Records from a data source

'''

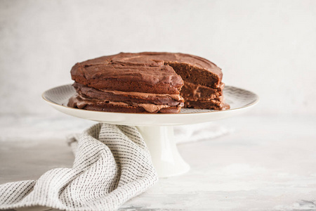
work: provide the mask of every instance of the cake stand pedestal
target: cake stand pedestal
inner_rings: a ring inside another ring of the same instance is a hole
[[[172,126],[137,127],[146,143],[152,164],[159,177],[185,173],[190,166],[182,159],[176,146]]]
[[[182,159],[173,136],[175,125],[215,121],[243,113],[258,101],[256,94],[242,89],[226,86],[226,102],[230,109],[221,111],[182,109],[176,114],[138,114],[92,111],[67,107],[69,98],[76,91],[71,84],[47,90],[43,98],[56,110],[65,114],[108,124],[136,126],[150,152],[159,177],[183,174],[190,170]]]

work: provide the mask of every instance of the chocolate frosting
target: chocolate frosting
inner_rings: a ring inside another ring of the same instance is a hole
[[[120,53],[77,63],[71,70],[72,79],[82,76],[87,81],[117,79],[124,82],[143,82],[149,84],[169,84],[182,87],[181,77],[168,62],[184,63],[204,69],[222,79],[222,71],[209,60],[193,55],[173,53]]]

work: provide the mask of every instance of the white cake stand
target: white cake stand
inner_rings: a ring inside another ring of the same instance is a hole
[[[226,86],[224,96],[230,109],[223,111],[182,109],[177,114],[136,114],[91,111],[67,106],[76,93],[71,84],[47,90],[42,97],[51,106],[65,114],[108,124],[136,126],[150,151],[152,163],[159,177],[183,174],[190,166],[180,155],[173,136],[175,125],[207,122],[243,113],[258,101],[253,92]]]

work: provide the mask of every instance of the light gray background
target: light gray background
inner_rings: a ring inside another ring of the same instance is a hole
[[[57,113],[41,94],[77,62],[196,54],[261,96],[249,114],[316,115],[316,1],[0,1],[0,114]]]

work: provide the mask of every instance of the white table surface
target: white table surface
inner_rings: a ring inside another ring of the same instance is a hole
[[[62,114],[1,116],[0,184],[71,167],[65,136],[93,124]],[[120,210],[316,210],[316,117],[244,115],[216,124],[234,132],[179,144],[191,170],[160,179]]]

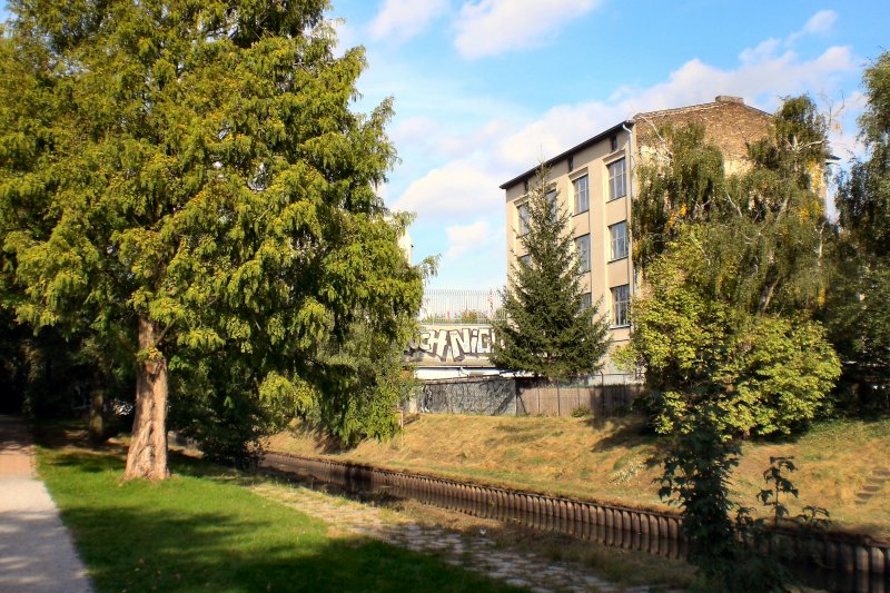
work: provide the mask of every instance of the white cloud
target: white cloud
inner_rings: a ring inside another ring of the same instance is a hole
[[[492,213],[504,200],[502,181],[478,164],[454,160],[413,181],[393,207],[431,220]]]
[[[833,10],[820,10],[807,21],[803,31],[808,33],[823,33],[831,30],[834,21],[838,20],[838,13]]]
[[[506,136],[494,155],[514,175],[571,148],[641,111],[713,101],[718,95],[743,97],[748,105],[771,111],[780,98],[835,88],[838,78],[859,71],[850,48],[832,47],[813,60],[793,51],[778,53],[779,43],[764,42],[740,53],[736,69],[721,69],[699,59],[671,72],[668,80],[643,89],[622,89],[610,101],[563,105]]]
[[[399,43],[424,32],[447,8],[448,0],[385,0],[368,28],[375,40]]]
[[[447,260],[458,260],[466,254],[484,249],[494,239],[492,226],[485,219],[471,225],[447,227],[445,234],[448,237],[448,249],[445,251]]]
[[[803,26],[803,29],[800,31],[794,31],[785,39],[785,45],[791,46],[798,39],[807,34],[818,34],[818,33],[825,33],[834,27],[834,22],[838,20],[838,13],[833,10],[820,10],[815,14],[807,20],[807,23]]]
[[[412,230],[418,249],[444,254],[436,286],[503,283],[505,198],[498,186],[541,158],[641,111],[710,102],[718,95],[743,97],[748,105],[772,111],[782,96],[837,97],[834,89],[859,78],[860,60],[849,47],[830,47],[808,59],[789,49],[785,39],[741,51],[731,67],[693,59],[654,85],[619,88],[604,100],[556,105],[534,119],[513,109],[506,116],[486,110],[479,120],[473,102],[491,99],[467,96],[462,102],[448,95],[449,110],[400,121],[393,131],[397,146],[406,154],[421,154],[423,165],[406,159],[403,171],[412,167],[412,181],[404,190],[404,185],[390,188],[390,196],[395,208],[418,214]],[[832,149],[842,158],[849,154],[846,148],[854,146],[851,132],[860,103],[859,96],[848,96],[842,127],[832,128]]]
[[[461,7],[457,38],[467,59],[545,45],[548,37],[600,0],[478,0]]]

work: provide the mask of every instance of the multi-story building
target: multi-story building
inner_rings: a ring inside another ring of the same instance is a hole
[[[734,172],[745,167],[748,144],[764,137],[770,121],[769,113],[744,105],[741,98],[720,96],[710,103],[639,113],[544,162],[550,169],[548,188],[572,215],[585,302],[601,302],[600,312],[611,320],[613,347],[630,339],[627,312],[639,290],[630,234],[634,168],[657,149],[657,128],[703,125],[705,139],[723,151],[726,172]],[[525,256],[518,238],[526,233],[525,201],[538,167],[501,186],[506,192],[508,270],[516,258]],[[605,372],[620,373],[609,360]]]

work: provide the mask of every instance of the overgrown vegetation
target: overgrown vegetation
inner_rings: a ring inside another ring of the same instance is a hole
[[[611,339],[600,304],[584,303],[570,216],[558,204],[541,167],[521,215],[527,229],[511,229],[525,257],[513,264],[503,295],[506,318],[494,322],[492,354],[500,368],[552,379],[595,373]]]
[[[840,235],[825,317],[844,360],[841,403],[890,409],[890,52],[864,73],[859,120],[866,156],[839,179]]]
[[[706,408],[722,434],[788,434],[829,409],[840,374],[812,318],[825,123],[808,98],[787,100],[772,136],[750,147],[750,169],[729,177],[701,129],[661,136],[668,157],[640,170],[635,258],[649,291],[632,305],[623,356],[646,370],[660,433]]]
[[[448,438],[442,438],[448,435]],[[838,443],[843,443],[839,446]],[[756,502],[765,487],[771,457],[793,457],[794,485],[801,498],[783,496],[791,516],[818,504],[831,511],[841,528],[890,538],[890,481],[866,503],[857,494],[890,447],[890,419],[834,419],[801,435],[740,442],[730,497],[768,517]],[[632,507],[665,508],[659,498],[663,448],[646,431],[645,418],[486,417],[445,414],[408,416],[398,441],[369,441],[336,448],[305,425],[276,435],[269,447],[308,456],[332,456],[393,470],[453,476],[467,481],[593,498]],[[818,495],[818,500],[815,496]]]
[[[0,298],[135,375],[127,475],[167,475],[168,389],[218,458],[313,409],[392,434],[423,270],[375,190],[390,103],[350,110],[327,2],[8,8]]]

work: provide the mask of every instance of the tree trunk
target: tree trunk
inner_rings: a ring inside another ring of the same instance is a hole
[[[167,360],[157,349],[158,327],[139,317],[139,352],[148,353],[136,372],[136,417],[127,454],[126,480],[165,480],[167,471]]]
[[[105,389],[95,387],[90,396],[90,441],[97,445],[106,442],[105,434]]]

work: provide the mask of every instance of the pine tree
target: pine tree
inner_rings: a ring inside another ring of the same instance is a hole
[[[359,372],[337,357],[356,324],[407,342],[421,273],[374,191],[390,105],[350,111],[365,59],[335,56],[327,1],[9,8],[4,304],[129,357],[127,477],[167,475],[170,373],[230,369],[293,415]]]
[[[596,372],[611,337],[599,303],[585,306],[568,214],[550,190],[547,172],[538,169],[528,192],[527,233],[520,237],[527,258],[513,265],[492,362],[564,379]]]

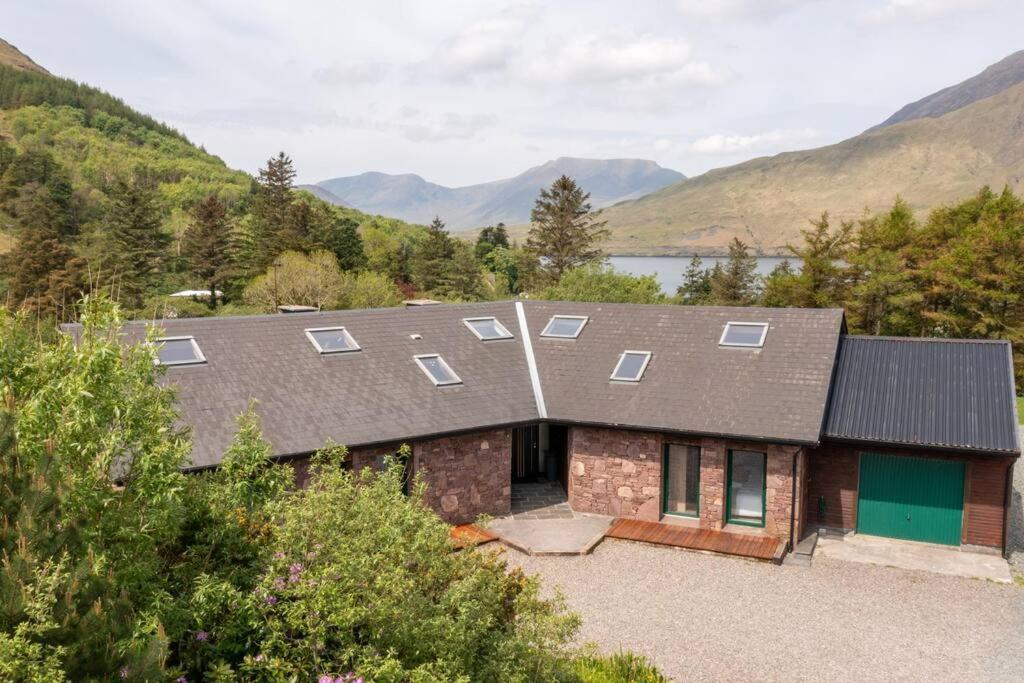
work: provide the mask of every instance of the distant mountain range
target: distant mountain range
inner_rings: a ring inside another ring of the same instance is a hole
[[[988,184],[1024,190],[1024,51],[828,146],[754,159],[605,212],[614,254],[721,254],[733,237],[783,252],[808,218],[903,197],[920,214]]]
[[[439,216],[449,229],[465,230],[500,222],[527,222],[541,189],[562,174],[574,178],[591,194],[595,208],[642,197],[686,177],[642,159],[562,157],[513,178],[464,187],[446,187],[411,173],[376,172],[331,178],[313,186],[326,190],[321,198],[329,202],[416,223]]]

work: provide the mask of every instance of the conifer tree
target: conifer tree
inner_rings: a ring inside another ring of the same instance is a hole
[[[729,260],[711,273],[711,299],[720,306],[750,306],[758,298],[758,259],[739,238],[729,243]]]
[[[126,307],[138,308],[161,271],[170,237],[161,226],[156,188],[144,175],[115,182],[110,196],[105,276]]]
[[[416,247],[410,262],[413,284],[421,292],[443,293],[451,287],[455,244],[437,216],[427,227],[427,236]]]
[[[526,248],[543,260],[543,271],[555,283],[569,268],[600,260],[598,247],[608,237],[600,211],[591,211],[590,193],[563,175],[542,189],[529,214]]]
[[[193,274],[210,289],[210,307],[216,307],[217,286],[231,256],[227,206],[216,195],[209,195],[193,209],[191,222],[185,230],[185,250]]]

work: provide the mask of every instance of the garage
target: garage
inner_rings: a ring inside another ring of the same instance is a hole
[[[859,470],[858,533],[959,545],[963,462],[862,453]]]

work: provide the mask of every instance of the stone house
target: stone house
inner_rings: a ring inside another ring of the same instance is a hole
[[[157,325],[194,469],[255,398],[300,479],[328,440],[355,468],[407,443],[452,523],[549,477],[579,511],[784,544],[836,527],[1006,548],[1006,342],[850,336],[839,309],[545,301]]]

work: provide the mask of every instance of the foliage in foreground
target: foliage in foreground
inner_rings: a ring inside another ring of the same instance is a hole
[[[83,311],[76,344],[0,310],[0,678],[657,680],[580,655],[535,578],[453,552],[403,454],[352,472],[328,447],[296,489],[250,410],[217,471],[181,474],[152,349]]]

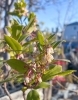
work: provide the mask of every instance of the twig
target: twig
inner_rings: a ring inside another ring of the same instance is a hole
[[[4,83],[3,88],[4,88],[5,93],[6,93],[6,94],[7,94],[7,96],[9,97],[9,99],[10,99],[10,100],[12,100],[12,98],[11,98],[11,96],[10,96],[10,93],[9,93],[9,91],[8,91],[7,87],[6,87],[6,83]]]

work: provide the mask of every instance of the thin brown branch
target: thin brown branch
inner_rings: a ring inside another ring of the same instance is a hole
[[[6,93],[6,94],[7,94],[7,96],[9,97],[9,99],[10,99],[10,100],[12,100],[12,98],[11,98],[11,96],[10,96],[10,93],[9,93],[9,91],[8,91],[7,87],[6,87],[6,83],[4,83],[3,88],[4,88],[5,93]]]

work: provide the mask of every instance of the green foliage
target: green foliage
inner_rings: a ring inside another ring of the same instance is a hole
[[[52,69],[49,69],[48,71],[46,71],[43,74],[42,79],[43,81],[51,80],[55,75],[57,75],[61,71],[62,71],[62,67],[60,65],[56,65]]]
[[[31,90],[27,95],[27,100],[40,100],[38,92],[36,90]]]
[[[9,13],[17,18],[7,26],[10,36],[4,35],[6,47],[9,53],[13,54],[11,59],[5,62],[12,68],[14,77],[2,80],[0,83],[11,80],[23,82],[25,85],[23,92],[29,88],[34,89],[28,93],[27,100],[40,100],[35,89],[47,88],[49,84],[46,81],[56,75],[65,76],[74,71],[62,72],[62,66],[54,65],[56,60],[53,52],[62,41],[54,40],[55,34],[45,36],[37,28],[36,15],[33,12],[27,14],[26,6],[24,0],[15,2],[14,11]],[[22,22],[23,17],[25,19]],[[26,21],[25,25],[24,21]],[[68,60],[62,60],[68,62]]]
[[[21,60],[17,60],[17,59],[10,59],[6,61],[13,69],[15,69],[16,71],[18,71],[19,73],[25,73],[28,69],[28,66],[26,66],[26,63],[21,61]]]
[[[38,33],[37,33],[37,38],[38,38],[38,41],[39,41],[39,43],[41,45],[44,45],[45,44],[44,36],[43,36],[43,34],[40,31],[38,31]]]
[[[18,41],[7,35],[4,36],[4,39],[7,42],[7,44],[11,47],[11,49],[13,49],[17,54],[21,52],[22,46],[18,43]]]
[[[48,88],[50,85],[47,82],[41,82],[39,83],[35,89],[39,89],[39,88]]]

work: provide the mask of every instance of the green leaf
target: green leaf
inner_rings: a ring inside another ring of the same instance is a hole
[[[28,21],[30,21],[33,17],[35,17],[35,14],[31,12],[28,16]]]
[[[38,92],[36,90],[31,90],[27,95],[27,100],[40,100]]]
[[[37,46],[38,46],[38,49],[39,49],[40,52],[43,51],[43,46],[40,45],[40,43],[38,43]]]
[[[3,83],[5,83],[5,82],[9,82],[9,81],[11,81],[11,80],[15,80],[16,78],[18,79],[19,77],[22,78],[23,75],[14,75],[14,76],[11,77],[11,78],[7,78],[7,79],[5,79],[5,80],[1,80],[1,81],[0,81],[0,84],[3,84]]]
[[[27,32],[30,30],[30,28],[31,28],[31,27],[33,26],[33,24],[34,24],[34,20],[35,20],[35,17],[33,17],[33,18],[29,21],[28,25],[24,27],[24,29],[23,29],[23,32],[24,32],[24,33],[27,33]]]
[[[66,76],[66,75],[72,74],[73,72],[76,72],[76,70],[67,70],[67,71],[58,73],[58,75]]]
[[[48,88],[50,85],[47,83],[47,82],[41,82],[39,83],[35,89],[38,89],[38,88]]]
[[[55,35],[56,35],[56,34],[50,35],[48,39],[50,40],[50,39],[54,38]]]
[[[20,38],[18,39],[18,41],[19,42],[21,42],[21,41],[23,41],[25,38],[27,38],[27,35],[25,34],[22,34],[21,36],[20,36]]]
[[[19,73],[25,73],[28,70],[28,66],[26,66],[26,63],[21,61],[21,60],[17,60],[17,59],[10,59],[7,60],[6,63],[13,69],[15,69],[16,71],[18,71]],[[26,67],[25,67],[26,66]]]
[[[55,61],[64,61],[64,62],[70,62],[68,59],[56,59]]]
[[[54,42],[53,44],[52,44],[52,46],[53,46],[53,49],[55,49],[61,42],[65,42],[65,40],[63,40],[63,41],[56,41],[56,42]]]
[[[12,29],[11,29],[11,27],[6,26],[6,28],[7,28],[8,32],[9,32],[10,34],[12,34]]]
[[[58,75],[58,73],[60,73],[61,71],[62,71],[62,67],[60,65],[56,65],[54,68],[49,69],[43,74],[42,80],[43,81],[50,80],[54,77],[54,75]]]
[[[20,53],[22,50],[22,46],[12,37],[9,37],[7,35],[4,36],[5,41],[7,44],[16,52]]]
[[[32,40],[30,40],[30,41],[24,43],[23,46],[27,46],[27,45],[29,45],[30,43],[35,42],[36,40],[37,40],[37,39],[34,38],[34,39],[32,39]]]
[[[53,49],[56,48],[60,43],[61,43],[61,41],[55,42],[54,45],[53,45]]]
[[[38,38],[38,41],[39,41],[39,43],[41,45],[44,45],[45,44],[44,36],[43,36],[43,34],[40,31],[38,31],[38,33],[37,33],[37,38]]]

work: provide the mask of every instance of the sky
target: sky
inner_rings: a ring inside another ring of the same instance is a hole
[[[78,0],[65,0],[59,4],[50,4],[45,10],[36,13],[39,22],[43,22],[42,29],[59,27],[62,30],[64,24],[78,21]]]

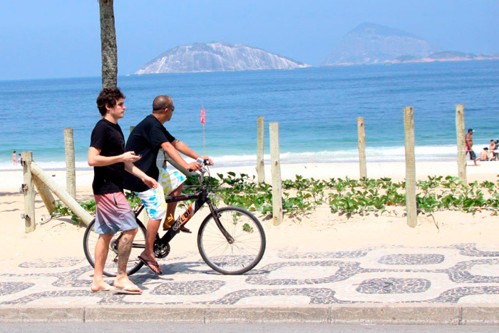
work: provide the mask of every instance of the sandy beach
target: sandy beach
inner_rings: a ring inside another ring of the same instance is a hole
[[[316,179],[331,178],[359,178],[356,163],[319,163],[287,165],[282,167],[283,179],[294,179],[296,175]],[[483,162],[478,167],[467,168],[468,182],[478,180],[497,181],[499,163]],[[254,167],[212,168],[212,175],[233,171],[250,175],[256,175]],[[390,177],[393,180],[405,178],[403,163],[368,163],[368,176],[371,178]],[[61,187],[66,186],[64,171],[46,171]],[[36,230],[24,232],[24,196],[19,191],[23,181],[22,171],[1,172],[0,223],[4,232],[0,242],[7,250],[0,254],[0,260],[33,260],[36,258],[83,256],[82,241],[84,227],[75,225],[68,217],[46,222],[49,215],[39,195],[36,197]],[[270,182],[270,170],[266,166],[265,175]],[[416,164],[416,177],[425,179],[428,175],[457,175],[456,162],[420,162]],[[78,201],[90,199],[92,170],[77,171],[77,198]],[[178,209],[178,213],[180,212]],[[282,249],[297,247],[305,251],[329,251],[359,247],[404,245],[433,246],[476,242],[483,245],[497,244],[498,217],[490,212],[483,211],[475,215],[456,211],[438,212],[435,214],[439,229],[431,217],[420,215],[418,225],[411,228],[403,216],[403,208],[397,208],[396,213],[381,215],[354,215],[351,217],[331,212],[325,205],[317,208],[305,216],[286,216],[279,226],[272,225],[272,219],[257,215],[263,222],[267,237],[267,247]],[[173,251],[197,250],[196,230],[207,212],[200,212],[189,227],[192,235],[181,235],[173,240]],[[22,258],[22,259],[21,259]],[[168,258],[165,259],[168,260]]]

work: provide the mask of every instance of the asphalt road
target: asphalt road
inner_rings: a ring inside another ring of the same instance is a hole
[[[497,332],[499,326],[444,326],[444,325],[332,325],[328,324],[171,324],[138,322],[92,323],[0,323],[1,332],[40,333],[71,332],[71,333],[102,333],[110,332],[234,332],[273,333],[287,332]]]

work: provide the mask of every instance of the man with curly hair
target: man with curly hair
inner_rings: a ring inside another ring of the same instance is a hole
[[[99,235],[96,245],[96,265],[91,290],[123,294],[141,294],[126,273],[126,265],[137,233],[133,211],[123,193],[125,171],[138,177],[151,188],[158,182],[133,162],[140,159],[133,151],[125,151],[125,138],[118,121],[124,116],[126,107],[118,88],[105,88],[97,98],[97,108],[102,118],[92,131],[88,148],[88,165],[93,167],[92,189],[96,198],[95,232]],[[103,272],[108,257],[109,243],[114,234],[123,232],[118,245],[118,275],[114,287],[104,282]]]

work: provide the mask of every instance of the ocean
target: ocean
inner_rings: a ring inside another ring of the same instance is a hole
[[[173,99],[167,129],[217,165],[256,163],[257,118],[278,122],[282,163],[356,162],[356,118],[364,117],[368,162],[404,160],[404,106],[413,106],[418,160],[456,158],[456,105],[465,105],[479,154],[499,138],[499,61],[311,68],[293,71],[118,76],[125,138],[158,95]],[[0,170],[13,150],[32,150],[46,169],[65,168],[63,129],[74,130],[76,167],[88,168],[90,135],[100,119],[101,78],[0,81]]]

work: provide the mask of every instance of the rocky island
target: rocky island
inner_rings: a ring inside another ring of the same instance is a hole
[[[135,74],[195,73],[310,67],[261,48],[229,43],[196,43],[170,49],[144,65]]]

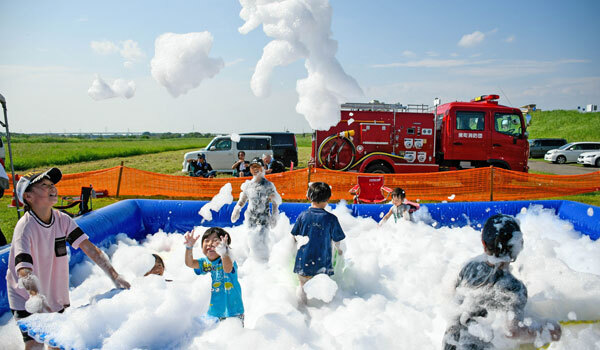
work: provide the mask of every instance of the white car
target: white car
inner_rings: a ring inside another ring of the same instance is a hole
[[[600,151],[600,142],[571,142],[546,153],[544,160],[552,163],[574,163],[583,152]]]
[[[239,151],[246,152],[247,161],[251,161],[254,157],[261,157],[263,154],[272,156],[271,136],[242,135],[234,137],[233,140],[230,135],[217,136],[206,148],[186,153],[183,156],[181,171],[188,172],[188,160],[198,159],[198,154],[203,153],[206,162],[213,170],[233,173],[231,166],[237,161]]]
[[[596,152],[584,152],[577,158],[577,163],[583,164],[583,166],[595,166],[600,168],[600,151]]]

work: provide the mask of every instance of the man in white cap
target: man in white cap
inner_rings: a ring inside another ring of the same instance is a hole
[[[6,272],[8,303],[16,320],[38,312],[62,312],[69,306],[67,243],[81,248],[117,288],[130,287],[77,223],[52,208],[58,200],[54,185],[61,178],[61,171],[51,168],[26,174],[17,183],[17,197],[25,204],[25,214],[15,226]],[[25,349],[40,346],[27,333],[22,336]]]

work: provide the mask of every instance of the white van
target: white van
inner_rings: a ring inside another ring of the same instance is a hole
[[[206,148],[188,152],[183,156],[182,172],[188,171],[188,159],[198,159],[198,153],[204,153],[206,162],[213,170],[223,173],[233,173],[231,166],[237,161],[239,151],[246,152],[246,160],[251,161],[254,157],[263,154],[273,155],[270,136],[239,136],[239,141],[233,141],[230,135],[217,136]]]

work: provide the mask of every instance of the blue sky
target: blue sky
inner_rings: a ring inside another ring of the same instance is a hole
[[[600,104],[598,1],[331,0],[336,58],[364,96],[431,104],[498,93],[501,103],[541,109]],[[276,67],[269,97],[250,79],[271,41],[261,28],[238,28],[241,5],[196,1],[2,1],[0,93],[11,131],[309,132],[295,110],[304,61]],[[150,73],[163,33],[208,31],[210,57],[225,66],[178,97]],[[127,53],[99,54],[92,42],[135,42]],[[96,101],[95,75],[135,82],[130,99]]]

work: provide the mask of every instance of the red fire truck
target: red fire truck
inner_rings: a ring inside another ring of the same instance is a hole
[[[312,137],[316,167],[366,173],[422,173],[496,166],[527,172],[521,110],[498,95],[426,105],[346,103],[341,121]]]

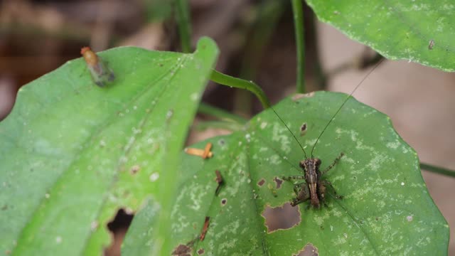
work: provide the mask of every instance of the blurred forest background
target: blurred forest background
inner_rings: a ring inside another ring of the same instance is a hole
[[[273,102],[294,91],[296,51],[289,1],[191,0],[190,7],[192,42],[202,36],[217,42],[218,70],[255,81]],[[79,58],[83,46],[95,51],[122,46],[180,50],[173,8],[172,0],[0,1],[0,120],[11,111],[21,86]],[[317,21],[306,6],[304,16],[307,90],[349,93],[378,56]],[[454,74],[387,60],[353,96],[389,115],[422,162],[455,169],[454,94]],[[261,111],[249,92],[213,84],[203,101],[245,117]],[[188,143],[225,132],[193,130]],[[435,203],[455,226],[455,179],[422,172]],[[109,224],[116,239],[107,255],[119,255],[132,218],[119,211]],[[452,229],[449,255],[455,255],[454,238]]]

'''

Copy exactly the lines from the line containing "work: provide the mask of every instance of the red" through the last line of the records, both included, and omit every picture.

work: provide the mask of every instance of the red fire truck
target: red fire truck
inner_rings: a ring inside another ring of the same instance is a hole
[[[312,137],[316,167],[366,173],[422,173],[496,166],[527,172],[521,110],[498,95],[426,105],[346,103],[341,121]]]

work: provide the mask of every instance of the blurred forest background
target: blurred forest background
inner_rings: a ring inside another ring of the same instance is a hole
[[[273,102],[294,91],[296,51],[289,1],[191,0],[190,7],[192,42],[202,36],[217,42],[218,70],[255,81]],[[79,58],[83,46],[95,51],[122,46],[180,50],[173,8],[172,0],[0,1],[0,120],[11,111],[21,86]],[[317,21],[306,6],[304,16],[307,90],[349,93],[378,56]],[[454,74],[387,60],[353,96],[389,115],[422,162],[455,169],[454,94]],[[261,111],[249,92],[213,84],[203,101],[245,117]],[[188,143],[225,132],[193,130]],[[435,203],[455,226],[455,179],[422,172]],[[109,224],[116,239],[107,255],[119,255],[132,218],[119,211]],[[452,229],[449,255],[455,255],[454,238]]]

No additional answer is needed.